YOUR OBJECTIVE
Reproduce word for word the lines of the material below, starting at the line containing "Pick out every instance of the papery" and continuing through the final line of the material.

----------------------------------------

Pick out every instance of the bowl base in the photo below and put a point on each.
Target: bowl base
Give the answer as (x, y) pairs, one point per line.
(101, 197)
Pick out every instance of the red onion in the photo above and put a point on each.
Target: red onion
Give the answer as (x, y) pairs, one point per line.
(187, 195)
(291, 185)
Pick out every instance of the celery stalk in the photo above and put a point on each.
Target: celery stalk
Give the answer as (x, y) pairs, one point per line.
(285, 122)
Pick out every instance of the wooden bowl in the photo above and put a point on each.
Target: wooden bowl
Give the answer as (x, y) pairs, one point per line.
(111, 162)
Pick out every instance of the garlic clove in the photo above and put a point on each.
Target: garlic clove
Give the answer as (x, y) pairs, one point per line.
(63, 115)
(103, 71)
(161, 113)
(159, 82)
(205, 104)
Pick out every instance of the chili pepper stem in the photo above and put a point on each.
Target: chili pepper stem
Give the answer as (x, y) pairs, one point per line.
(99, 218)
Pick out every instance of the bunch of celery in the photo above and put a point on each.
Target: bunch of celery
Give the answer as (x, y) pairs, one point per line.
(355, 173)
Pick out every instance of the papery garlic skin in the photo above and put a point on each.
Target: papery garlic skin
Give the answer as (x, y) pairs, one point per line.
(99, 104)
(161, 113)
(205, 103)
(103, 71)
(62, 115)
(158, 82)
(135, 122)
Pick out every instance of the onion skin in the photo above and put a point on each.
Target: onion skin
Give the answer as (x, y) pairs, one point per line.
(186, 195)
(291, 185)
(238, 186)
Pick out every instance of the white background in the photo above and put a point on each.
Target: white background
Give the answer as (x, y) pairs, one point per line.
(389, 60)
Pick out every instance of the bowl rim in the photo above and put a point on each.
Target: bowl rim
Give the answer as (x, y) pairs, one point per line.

----------------------------------------

SOLVED EXERCISE
Pick out every instance of the papery garlic skin in the photo above and put a point on each.
Target: papery garlic skin
Give the answer as (x, y) pairs, one point per line.
(99, 104)
(161, 113)
(205, 103)
(103, 71)
(62, 115)
(158, 82)
(135, 122)
Pick out every instance of the onion skin in the photo above and put a point on each.
Target: onion skin
Give the answer as (x, y) pairs, one point per line.
(186, 195)
(291, 185)
(238, 186)
Pick out every instance of the white background in the photo above and put a point on each.
Target: white background
Give the answer as (x, y) pairs, one point per line.
(389, 60)
Pick out every instance of the bowl rim in the photo above and put a point on each.
Target: bowl rim
Give the answer as (x, y) pairs, one point per line.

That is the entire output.